WHAT IS BEING ASKED: Once the line containing "Target: red wooden cabin" is found in the records below, return it and each following line exactly, up to and including the line containing "[locate] the wooden deck", and nothing else.

(Stored data entries)
————————
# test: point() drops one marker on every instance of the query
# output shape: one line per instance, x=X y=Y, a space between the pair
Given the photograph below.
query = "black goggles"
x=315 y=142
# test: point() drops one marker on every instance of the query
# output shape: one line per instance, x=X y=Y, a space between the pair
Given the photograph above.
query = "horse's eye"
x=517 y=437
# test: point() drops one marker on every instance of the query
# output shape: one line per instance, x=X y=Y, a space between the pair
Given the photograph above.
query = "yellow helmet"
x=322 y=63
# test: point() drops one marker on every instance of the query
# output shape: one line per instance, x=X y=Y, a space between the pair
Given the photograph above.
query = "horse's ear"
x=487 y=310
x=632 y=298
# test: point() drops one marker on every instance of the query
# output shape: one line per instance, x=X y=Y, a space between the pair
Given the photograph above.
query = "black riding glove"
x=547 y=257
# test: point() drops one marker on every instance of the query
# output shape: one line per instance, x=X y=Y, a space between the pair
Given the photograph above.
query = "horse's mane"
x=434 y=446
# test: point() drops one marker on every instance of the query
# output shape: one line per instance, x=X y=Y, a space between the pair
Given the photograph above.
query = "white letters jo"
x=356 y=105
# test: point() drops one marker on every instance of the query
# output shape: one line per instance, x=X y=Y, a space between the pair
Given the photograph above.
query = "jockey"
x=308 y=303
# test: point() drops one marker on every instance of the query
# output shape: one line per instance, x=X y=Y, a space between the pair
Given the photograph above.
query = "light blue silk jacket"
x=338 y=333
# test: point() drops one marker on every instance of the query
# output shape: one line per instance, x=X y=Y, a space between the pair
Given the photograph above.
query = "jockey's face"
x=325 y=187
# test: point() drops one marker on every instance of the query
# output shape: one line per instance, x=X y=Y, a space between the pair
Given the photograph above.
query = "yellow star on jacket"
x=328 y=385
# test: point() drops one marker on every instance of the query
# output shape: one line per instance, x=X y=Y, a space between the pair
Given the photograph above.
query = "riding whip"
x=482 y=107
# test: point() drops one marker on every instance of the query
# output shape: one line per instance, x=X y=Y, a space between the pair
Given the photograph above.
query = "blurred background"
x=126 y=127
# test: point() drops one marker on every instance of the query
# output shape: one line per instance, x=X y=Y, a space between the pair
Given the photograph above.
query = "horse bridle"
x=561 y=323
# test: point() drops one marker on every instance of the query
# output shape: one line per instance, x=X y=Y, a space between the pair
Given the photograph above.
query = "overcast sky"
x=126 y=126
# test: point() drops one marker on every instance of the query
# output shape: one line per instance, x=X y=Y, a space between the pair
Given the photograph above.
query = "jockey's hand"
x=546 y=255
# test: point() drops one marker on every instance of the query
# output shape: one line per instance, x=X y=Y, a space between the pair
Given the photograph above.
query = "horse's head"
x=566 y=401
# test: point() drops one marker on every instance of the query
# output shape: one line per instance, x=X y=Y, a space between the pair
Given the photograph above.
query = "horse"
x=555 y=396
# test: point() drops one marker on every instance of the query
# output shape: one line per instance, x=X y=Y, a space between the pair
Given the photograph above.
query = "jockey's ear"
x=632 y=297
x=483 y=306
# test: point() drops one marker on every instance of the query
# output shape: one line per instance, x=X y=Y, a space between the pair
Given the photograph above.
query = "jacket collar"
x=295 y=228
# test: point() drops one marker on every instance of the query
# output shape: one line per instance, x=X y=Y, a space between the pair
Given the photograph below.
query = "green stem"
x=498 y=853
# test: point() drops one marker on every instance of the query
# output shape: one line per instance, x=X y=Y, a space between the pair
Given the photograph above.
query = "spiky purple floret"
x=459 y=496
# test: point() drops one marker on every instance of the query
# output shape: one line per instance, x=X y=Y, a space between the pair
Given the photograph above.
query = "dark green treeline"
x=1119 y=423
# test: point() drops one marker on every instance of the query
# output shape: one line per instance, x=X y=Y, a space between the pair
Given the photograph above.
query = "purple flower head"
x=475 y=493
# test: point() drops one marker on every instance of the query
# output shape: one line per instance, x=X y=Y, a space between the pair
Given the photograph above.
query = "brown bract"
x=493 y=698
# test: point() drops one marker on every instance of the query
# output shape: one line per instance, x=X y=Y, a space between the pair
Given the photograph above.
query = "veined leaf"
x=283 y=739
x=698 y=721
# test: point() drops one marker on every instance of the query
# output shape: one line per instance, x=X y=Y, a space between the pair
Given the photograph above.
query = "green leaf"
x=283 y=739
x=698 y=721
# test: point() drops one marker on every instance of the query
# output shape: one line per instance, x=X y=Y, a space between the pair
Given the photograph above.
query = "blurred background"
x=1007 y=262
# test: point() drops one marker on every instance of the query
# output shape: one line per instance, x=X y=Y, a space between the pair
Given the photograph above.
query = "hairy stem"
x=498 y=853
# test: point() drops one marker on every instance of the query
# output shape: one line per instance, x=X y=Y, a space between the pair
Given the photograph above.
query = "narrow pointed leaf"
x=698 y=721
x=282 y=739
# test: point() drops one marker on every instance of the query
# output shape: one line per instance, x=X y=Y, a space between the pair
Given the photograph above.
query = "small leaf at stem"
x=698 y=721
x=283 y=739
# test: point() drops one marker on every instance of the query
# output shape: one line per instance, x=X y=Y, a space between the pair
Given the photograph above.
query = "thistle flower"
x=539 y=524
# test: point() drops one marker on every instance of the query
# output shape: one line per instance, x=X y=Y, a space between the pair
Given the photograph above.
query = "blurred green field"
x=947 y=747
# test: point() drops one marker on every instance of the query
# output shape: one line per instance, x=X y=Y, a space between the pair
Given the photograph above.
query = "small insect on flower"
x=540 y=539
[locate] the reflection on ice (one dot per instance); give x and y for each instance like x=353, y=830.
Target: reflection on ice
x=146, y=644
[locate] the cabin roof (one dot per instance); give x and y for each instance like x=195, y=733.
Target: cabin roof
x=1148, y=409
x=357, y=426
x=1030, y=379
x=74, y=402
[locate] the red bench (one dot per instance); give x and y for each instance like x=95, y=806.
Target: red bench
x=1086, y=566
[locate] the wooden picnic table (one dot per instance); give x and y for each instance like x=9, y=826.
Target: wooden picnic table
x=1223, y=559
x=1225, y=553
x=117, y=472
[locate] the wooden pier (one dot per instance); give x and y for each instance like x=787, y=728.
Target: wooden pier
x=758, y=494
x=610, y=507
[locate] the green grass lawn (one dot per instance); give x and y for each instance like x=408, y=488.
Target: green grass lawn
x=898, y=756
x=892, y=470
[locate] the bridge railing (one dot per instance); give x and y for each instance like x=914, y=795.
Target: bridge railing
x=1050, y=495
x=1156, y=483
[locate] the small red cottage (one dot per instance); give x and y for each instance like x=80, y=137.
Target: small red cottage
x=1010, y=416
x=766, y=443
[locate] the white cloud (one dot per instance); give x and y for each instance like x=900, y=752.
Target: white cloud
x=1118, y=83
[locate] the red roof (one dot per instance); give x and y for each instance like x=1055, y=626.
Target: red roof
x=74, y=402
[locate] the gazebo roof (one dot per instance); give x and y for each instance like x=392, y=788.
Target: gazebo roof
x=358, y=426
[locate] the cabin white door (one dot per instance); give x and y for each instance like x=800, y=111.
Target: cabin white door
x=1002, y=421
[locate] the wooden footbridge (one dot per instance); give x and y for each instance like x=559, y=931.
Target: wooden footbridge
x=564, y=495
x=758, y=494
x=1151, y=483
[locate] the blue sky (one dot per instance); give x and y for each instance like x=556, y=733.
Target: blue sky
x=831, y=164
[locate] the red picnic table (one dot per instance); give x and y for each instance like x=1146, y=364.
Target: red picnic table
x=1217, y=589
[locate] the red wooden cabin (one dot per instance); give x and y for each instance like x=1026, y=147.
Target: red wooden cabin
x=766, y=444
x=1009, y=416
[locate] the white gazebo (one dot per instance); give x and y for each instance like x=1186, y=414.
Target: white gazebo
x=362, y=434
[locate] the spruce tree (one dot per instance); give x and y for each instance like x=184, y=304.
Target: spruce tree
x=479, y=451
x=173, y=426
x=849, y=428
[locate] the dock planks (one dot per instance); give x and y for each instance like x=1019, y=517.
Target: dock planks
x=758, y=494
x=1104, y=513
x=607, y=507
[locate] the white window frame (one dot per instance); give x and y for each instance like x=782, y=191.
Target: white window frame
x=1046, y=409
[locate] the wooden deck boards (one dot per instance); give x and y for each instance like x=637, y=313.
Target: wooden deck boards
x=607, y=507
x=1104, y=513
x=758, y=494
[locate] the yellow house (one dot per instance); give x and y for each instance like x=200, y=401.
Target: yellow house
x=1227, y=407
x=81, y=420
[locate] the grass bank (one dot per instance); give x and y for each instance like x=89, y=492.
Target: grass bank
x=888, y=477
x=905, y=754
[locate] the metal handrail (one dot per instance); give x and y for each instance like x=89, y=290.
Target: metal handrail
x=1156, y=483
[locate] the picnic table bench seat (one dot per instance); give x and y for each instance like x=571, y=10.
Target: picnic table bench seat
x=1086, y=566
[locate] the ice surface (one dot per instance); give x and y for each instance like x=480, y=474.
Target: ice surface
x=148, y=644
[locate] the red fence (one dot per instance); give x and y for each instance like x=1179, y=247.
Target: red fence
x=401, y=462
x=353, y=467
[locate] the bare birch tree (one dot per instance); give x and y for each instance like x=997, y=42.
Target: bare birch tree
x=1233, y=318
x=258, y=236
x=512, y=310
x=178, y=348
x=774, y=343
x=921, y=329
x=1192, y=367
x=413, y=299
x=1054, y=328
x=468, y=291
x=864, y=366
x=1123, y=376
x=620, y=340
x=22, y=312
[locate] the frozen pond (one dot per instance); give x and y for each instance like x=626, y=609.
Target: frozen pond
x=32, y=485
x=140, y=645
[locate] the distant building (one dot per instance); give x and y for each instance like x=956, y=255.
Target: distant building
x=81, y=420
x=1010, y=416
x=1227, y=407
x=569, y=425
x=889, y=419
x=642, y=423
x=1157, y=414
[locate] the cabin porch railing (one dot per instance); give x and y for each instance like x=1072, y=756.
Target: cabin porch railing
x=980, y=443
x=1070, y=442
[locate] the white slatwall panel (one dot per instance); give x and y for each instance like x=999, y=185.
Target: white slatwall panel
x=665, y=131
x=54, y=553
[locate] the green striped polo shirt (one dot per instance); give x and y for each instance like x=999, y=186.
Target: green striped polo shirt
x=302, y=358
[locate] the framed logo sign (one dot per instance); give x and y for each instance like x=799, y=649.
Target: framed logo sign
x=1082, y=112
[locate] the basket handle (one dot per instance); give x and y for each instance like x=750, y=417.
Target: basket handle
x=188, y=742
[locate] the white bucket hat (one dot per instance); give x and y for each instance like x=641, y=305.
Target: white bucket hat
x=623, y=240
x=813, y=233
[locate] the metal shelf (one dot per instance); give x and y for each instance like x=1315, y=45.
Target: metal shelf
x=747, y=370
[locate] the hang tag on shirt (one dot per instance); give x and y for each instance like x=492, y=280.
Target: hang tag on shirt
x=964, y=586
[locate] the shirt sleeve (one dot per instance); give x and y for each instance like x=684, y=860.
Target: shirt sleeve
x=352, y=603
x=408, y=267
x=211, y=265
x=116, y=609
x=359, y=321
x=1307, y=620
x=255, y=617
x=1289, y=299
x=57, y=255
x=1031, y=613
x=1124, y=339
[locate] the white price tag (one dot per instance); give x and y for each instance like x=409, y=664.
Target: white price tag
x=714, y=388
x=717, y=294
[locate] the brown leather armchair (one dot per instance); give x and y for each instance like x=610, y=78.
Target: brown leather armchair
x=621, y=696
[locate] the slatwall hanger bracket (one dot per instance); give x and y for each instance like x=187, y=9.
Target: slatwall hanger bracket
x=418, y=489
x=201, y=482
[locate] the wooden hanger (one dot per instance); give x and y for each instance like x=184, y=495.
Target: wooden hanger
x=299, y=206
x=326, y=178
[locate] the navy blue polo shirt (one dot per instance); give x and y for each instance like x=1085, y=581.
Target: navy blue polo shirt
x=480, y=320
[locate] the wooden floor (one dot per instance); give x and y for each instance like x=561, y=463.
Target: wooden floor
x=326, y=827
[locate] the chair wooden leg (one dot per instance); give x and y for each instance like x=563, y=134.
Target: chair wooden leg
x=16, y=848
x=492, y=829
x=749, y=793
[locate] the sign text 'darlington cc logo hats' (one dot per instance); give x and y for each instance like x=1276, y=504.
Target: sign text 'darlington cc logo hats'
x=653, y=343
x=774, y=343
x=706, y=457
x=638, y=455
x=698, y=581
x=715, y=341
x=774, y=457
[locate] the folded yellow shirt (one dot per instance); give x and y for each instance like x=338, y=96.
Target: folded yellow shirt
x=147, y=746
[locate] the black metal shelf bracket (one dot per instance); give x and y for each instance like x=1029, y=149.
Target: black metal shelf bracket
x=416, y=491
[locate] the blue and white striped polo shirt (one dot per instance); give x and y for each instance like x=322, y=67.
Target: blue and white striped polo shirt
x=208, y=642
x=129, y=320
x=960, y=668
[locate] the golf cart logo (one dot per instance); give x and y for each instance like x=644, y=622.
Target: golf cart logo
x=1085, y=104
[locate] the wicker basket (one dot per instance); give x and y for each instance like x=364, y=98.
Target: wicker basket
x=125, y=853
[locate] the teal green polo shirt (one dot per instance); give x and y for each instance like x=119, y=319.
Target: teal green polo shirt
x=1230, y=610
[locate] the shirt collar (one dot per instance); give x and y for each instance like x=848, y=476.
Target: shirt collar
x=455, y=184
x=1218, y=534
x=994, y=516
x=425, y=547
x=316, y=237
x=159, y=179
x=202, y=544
————————
TASK ANSWER:
Target: red wooden cabin
x=766, y=444
x=1009, y=416
[locate] the white gazebo (one dot per instance); give x and y for each instance like x=1186, y=414.
Target: white gazebo
x=362, y=434
[locate] the spruce tree (one dot per instance); give x and y for each instance like x=184, y=304.
Target: spruce tree
x=479, y=451
x=173, y=426
x=849, y=428
[locate] the dock planks (one dot per instance); give x and y for each instance like x=1019, y=517.
Target: dock planks
x=758, y=494
x=1104, y=513
x=607, y=507
[locate] the white window frame (one dot per instance); give x and y for each instance like x=782, y=191.
Target: white window frame
x=1046, y=409
[locate] the wooden deck boards (one dot per instance); give x and y for each instance like x=637, y=313.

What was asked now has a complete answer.